* PAGE EXTRACT *
Regardless of your age or health status, it can be smart to use a health care proxy to appoint an alternate decision-maker. The purpose of naming an alternate decision-maker, called a health care agent, is to control who makes medical decisions on your behalf when you are unable to make the decisions yourself. You should choose someone trustworthy who lives nearby and who will prioritize your wishes above his or her own wishes for you.

Choosing the right person to serve as your health-care agent can help avoid potential problems. However, it is also important that you and your agent understand what authority your agent will have.

You control how much authority your agent has

Unless you choose to limit your agent’s power, he or she will have the authority to make all health care decisions for you. This may include:

  • Choosing one of several possible treatments for your condition
  • Consenting to any treatments, services or procedures you may need
  • Choosing to withhold treatments, services or procedures, including ones that are life-sustaining
  • Deciding whether to have your organs and tissues donated or not

Your agent can only have artificial nutrition or hydration withheld if he or she knows your wishes. You must have verbally discussed this with your agent or left written instructions.

Your agent must act in your best interest

In general, your agent must make decisions according to what he or she understand or believes your wishes, moral beliefs and religious beliefs to be. Your agent must also act in your best interest.

With these goals in mind, your agent will base many of his or her decisions on the conversations you have had together about your medical wishes. This is why it is important that you take the time to discuss your opinions in detail with your agent.

* WHAT TO WORK ON *
**A.** Answer these questions from the health care proxy passage:
(i) What is the alternate decision-maker named through a health care proxy called?
(ii) What must the agent know before having artificial nutrition or hydration withheld?
(iii) Besides your wishes, what two kinds of beliefs must the agent base decisions on?
**B.** Duplicate the health care proxy passage from "Your agent can" to "with your agent.".
**C.** Go on with the health care proxy passage, starting after its final sentence.
The entries have no role in any of this work.

* RECORDS SUPPLIED *
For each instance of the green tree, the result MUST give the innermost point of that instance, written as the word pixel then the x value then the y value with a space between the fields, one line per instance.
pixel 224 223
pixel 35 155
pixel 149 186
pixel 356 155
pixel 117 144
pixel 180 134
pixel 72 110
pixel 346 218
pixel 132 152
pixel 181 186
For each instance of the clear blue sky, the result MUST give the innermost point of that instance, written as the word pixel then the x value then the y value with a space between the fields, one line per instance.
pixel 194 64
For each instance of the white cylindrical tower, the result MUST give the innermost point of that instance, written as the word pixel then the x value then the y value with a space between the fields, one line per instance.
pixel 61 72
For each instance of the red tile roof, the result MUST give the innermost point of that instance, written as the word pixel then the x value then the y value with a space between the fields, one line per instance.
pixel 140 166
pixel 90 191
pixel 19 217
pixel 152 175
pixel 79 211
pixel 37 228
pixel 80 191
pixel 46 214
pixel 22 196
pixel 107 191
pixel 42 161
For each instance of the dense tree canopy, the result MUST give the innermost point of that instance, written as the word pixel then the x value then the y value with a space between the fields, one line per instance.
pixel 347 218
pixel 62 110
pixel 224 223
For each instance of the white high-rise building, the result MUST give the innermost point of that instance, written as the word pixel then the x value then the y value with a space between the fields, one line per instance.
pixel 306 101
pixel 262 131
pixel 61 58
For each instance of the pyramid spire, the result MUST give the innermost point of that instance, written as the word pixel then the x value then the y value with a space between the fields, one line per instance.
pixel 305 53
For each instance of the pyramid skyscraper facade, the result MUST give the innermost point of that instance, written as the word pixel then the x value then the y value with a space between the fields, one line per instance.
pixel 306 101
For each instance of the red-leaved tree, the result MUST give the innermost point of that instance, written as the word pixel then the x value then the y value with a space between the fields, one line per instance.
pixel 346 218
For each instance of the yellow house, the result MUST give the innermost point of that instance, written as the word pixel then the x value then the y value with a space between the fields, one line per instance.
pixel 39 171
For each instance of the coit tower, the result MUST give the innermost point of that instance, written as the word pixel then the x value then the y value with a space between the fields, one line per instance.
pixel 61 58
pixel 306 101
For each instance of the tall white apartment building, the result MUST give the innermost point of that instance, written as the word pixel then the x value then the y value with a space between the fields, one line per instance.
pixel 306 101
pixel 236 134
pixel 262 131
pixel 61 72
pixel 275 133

* ANSWERS BY ITEM *
**A.**
(i) A health care agent.
(ii) The agent must know your wishes, either because you discussed them verbally with the agent or because you left written instructions.
(iii) Your moral beliefs and your religious beliefs.

**B.**
Your agent can only have artificial nutrition or hydration withheld if he or she knows your wishes. You must have verbally discussed this with your agent or left written instructions.

Your agent must act in your best interest

In general, your agent must make decisions according to what he or she understand or believes your wishes, moral beliefs and religious beliefs to be. Your agent must also act in your best interest.

With these goals in mind, your agent will base many of his or her decisions on the conversations you have had together about your medical wishes. This is why it is important that you take the time to discuss your opinions in detail with your agent.

**C.**
You can also leave some specific medical requests on your health care proxy form. These requests may limit your agent’s authority. This is because your agent must follow your written wishes and may not choose an option in conflict with those wishes.

Although your agent has authority to make any health care decision on your behalf, this authority is only present after your doctor determines that you are unable to make your own decisions. If your agent decides to withdraw or withhold life-sustaining treatment, a second doctor may first need to confirm that you are unable to make your own decisions. Until that time, you have the right to make your own health care decisions, and your agent will not have the authority to object to any decision you make.

Naming a trusted person as your health care agent can help ensure you get the care you want if you become incapacitated. However, to help things go smoothly, it is important that you and your agent discuss ahead of time what authority he or she will have, as well as your wishes for specific types of medical care.